> Set task
Please copy out everything in the records below, from the line containing "of the sky." down to the line containing "pixel 289 16", with both of those lines included. Reproduce those lines verbatim and give nothing else.
Start Dataset
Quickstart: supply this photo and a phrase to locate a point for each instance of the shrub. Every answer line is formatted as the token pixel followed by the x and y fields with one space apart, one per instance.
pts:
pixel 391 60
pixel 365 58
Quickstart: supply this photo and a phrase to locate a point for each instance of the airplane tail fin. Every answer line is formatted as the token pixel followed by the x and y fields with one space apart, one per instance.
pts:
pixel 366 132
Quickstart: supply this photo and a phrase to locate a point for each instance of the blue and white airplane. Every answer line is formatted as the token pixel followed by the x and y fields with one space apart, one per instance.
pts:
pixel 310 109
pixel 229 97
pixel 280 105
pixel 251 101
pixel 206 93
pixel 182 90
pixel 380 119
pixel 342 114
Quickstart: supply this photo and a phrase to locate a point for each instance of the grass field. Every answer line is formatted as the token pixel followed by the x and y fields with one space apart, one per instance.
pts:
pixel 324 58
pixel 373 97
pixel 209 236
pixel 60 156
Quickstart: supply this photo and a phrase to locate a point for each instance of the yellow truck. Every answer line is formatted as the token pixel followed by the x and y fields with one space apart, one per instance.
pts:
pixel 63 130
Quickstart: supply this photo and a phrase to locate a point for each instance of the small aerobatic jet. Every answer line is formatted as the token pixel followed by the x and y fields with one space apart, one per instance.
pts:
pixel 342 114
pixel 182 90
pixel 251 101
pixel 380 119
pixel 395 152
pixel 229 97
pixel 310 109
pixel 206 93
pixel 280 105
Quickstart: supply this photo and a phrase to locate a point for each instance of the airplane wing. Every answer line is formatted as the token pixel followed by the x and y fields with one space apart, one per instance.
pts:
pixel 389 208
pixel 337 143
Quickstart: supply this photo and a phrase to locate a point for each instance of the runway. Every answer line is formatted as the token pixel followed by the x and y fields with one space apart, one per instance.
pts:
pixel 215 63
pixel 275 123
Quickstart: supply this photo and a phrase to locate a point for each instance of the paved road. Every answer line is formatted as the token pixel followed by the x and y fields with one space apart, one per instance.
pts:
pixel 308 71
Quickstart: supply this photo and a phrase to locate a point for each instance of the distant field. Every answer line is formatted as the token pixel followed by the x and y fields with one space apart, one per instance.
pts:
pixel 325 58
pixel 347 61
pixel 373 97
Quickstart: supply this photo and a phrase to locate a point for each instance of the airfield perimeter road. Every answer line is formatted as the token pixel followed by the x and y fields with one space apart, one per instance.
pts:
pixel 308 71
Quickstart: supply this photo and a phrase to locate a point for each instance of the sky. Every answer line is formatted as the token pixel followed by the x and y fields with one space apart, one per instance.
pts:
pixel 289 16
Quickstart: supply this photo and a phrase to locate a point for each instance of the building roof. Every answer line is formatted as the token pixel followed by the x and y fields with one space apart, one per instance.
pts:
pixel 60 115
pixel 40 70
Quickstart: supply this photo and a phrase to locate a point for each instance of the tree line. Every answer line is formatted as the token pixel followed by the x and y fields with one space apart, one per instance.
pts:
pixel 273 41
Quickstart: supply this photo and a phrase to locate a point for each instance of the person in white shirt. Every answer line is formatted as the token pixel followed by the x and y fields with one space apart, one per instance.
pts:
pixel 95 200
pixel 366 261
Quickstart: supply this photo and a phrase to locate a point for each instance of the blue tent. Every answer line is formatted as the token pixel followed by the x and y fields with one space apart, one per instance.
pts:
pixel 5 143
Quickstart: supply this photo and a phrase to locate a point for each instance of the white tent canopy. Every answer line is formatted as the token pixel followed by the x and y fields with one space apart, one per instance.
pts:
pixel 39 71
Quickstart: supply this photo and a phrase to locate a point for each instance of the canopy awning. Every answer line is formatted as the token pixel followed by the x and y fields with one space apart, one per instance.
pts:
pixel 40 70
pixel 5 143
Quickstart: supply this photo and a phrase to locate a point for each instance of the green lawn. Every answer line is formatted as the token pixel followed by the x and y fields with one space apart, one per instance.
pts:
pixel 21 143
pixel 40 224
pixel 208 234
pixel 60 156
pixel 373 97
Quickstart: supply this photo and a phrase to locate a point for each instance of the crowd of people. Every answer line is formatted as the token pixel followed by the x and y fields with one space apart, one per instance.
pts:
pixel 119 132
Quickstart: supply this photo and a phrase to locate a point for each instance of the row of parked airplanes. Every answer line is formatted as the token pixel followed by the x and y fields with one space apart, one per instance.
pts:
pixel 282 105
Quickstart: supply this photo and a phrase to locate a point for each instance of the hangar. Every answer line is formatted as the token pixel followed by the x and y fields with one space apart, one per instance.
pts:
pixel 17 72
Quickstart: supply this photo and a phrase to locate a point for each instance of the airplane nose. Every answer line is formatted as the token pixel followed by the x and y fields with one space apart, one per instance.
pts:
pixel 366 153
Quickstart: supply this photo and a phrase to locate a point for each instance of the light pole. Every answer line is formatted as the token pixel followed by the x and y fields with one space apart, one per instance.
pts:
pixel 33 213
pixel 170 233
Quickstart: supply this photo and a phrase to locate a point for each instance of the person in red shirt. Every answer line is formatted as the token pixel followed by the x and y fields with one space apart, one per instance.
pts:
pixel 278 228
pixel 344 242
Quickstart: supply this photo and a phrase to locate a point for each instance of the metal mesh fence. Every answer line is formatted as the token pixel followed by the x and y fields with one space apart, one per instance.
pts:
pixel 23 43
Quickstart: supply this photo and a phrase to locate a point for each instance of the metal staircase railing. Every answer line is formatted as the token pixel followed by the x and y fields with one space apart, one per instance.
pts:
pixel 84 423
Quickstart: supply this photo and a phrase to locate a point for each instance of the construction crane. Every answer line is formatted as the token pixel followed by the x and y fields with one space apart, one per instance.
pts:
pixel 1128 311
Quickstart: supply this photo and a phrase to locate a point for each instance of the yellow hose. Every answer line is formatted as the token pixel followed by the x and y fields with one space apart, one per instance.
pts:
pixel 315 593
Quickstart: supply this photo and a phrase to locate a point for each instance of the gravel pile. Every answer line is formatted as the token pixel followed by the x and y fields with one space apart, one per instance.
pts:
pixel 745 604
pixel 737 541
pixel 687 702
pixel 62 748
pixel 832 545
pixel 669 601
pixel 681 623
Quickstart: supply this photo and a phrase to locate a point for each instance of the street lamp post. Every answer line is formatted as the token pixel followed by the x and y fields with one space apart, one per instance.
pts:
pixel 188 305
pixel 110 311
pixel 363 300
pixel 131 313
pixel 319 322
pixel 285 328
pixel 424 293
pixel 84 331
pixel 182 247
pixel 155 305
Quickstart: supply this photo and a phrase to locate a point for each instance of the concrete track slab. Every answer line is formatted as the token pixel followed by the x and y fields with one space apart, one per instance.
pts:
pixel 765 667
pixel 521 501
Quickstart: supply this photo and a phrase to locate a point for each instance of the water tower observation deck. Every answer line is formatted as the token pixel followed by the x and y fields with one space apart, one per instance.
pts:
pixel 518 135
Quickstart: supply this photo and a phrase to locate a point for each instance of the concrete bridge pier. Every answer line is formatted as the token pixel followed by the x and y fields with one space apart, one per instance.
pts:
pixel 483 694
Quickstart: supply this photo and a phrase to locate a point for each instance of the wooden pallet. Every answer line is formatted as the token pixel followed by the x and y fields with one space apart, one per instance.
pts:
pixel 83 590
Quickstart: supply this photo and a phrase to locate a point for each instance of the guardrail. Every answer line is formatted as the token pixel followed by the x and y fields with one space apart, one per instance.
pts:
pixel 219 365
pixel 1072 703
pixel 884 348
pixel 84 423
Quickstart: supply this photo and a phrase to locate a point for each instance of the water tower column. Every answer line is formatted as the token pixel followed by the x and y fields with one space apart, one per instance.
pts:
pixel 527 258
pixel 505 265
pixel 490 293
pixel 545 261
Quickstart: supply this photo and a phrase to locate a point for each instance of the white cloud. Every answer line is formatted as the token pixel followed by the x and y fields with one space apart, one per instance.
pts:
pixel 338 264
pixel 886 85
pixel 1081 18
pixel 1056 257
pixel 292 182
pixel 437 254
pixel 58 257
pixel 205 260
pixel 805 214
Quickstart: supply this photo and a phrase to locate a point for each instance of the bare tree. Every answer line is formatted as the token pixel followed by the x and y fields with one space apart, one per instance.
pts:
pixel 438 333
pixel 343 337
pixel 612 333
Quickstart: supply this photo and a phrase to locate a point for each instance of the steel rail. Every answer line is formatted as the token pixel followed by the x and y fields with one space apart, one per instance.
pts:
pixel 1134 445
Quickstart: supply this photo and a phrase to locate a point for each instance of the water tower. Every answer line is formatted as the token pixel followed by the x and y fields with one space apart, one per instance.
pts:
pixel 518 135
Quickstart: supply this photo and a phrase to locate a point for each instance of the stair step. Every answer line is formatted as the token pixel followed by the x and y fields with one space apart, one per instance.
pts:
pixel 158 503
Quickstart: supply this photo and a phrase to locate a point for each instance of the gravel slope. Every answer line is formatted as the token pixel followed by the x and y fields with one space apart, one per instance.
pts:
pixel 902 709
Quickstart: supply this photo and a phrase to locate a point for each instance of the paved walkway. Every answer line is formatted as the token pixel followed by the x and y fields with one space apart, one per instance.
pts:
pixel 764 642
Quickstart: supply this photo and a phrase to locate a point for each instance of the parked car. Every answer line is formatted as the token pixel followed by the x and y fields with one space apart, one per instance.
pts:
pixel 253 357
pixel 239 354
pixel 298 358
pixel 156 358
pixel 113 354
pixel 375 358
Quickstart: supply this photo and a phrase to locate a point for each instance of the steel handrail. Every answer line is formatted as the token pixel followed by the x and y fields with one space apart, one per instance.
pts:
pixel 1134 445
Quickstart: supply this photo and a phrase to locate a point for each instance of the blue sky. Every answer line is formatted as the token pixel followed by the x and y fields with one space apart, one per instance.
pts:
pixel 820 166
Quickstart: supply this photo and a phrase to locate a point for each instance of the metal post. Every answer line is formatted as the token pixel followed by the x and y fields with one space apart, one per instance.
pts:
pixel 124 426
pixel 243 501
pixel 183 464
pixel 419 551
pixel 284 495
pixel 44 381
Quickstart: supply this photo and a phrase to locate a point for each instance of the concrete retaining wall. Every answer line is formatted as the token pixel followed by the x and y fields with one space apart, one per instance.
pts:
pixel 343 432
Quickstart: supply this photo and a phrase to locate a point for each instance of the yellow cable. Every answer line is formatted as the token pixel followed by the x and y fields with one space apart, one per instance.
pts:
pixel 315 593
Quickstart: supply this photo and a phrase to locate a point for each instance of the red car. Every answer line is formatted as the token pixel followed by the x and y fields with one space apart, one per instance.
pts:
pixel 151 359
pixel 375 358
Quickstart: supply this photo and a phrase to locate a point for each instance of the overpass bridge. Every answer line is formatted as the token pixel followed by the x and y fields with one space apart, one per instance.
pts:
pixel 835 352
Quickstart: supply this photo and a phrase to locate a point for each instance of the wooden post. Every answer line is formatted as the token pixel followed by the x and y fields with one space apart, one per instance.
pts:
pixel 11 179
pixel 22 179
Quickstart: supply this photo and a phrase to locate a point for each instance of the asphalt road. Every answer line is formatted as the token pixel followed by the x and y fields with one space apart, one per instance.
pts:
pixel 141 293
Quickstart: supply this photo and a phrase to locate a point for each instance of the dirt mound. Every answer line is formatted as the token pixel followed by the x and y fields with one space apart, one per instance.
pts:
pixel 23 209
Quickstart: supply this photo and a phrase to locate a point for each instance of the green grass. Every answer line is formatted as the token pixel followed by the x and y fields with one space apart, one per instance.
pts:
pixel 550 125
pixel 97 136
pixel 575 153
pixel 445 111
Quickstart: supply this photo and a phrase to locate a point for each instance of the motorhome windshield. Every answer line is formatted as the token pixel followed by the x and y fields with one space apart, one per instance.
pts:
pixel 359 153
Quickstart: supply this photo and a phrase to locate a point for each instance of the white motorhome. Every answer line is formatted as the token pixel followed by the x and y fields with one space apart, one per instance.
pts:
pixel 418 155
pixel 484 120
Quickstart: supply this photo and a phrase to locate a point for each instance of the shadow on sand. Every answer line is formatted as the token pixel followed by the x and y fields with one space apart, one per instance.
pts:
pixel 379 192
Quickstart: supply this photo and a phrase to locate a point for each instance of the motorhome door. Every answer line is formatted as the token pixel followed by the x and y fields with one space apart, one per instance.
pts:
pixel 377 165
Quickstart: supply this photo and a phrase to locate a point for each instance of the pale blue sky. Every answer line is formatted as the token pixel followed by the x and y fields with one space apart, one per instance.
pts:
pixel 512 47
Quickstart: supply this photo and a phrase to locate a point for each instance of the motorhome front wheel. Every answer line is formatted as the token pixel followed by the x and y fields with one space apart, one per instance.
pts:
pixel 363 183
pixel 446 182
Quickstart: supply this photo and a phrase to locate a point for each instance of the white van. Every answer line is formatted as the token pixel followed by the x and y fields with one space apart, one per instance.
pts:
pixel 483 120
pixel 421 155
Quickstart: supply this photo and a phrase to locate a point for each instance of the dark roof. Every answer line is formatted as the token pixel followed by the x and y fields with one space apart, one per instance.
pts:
End Dataset
> Full response
Quickstart: supply this photo and a phrase to locate a point for each instance of the sky. Every answer line is formatted as the token pixel followed by the x and y fields with one space apart, one per instance.
pts:
pixel 289 16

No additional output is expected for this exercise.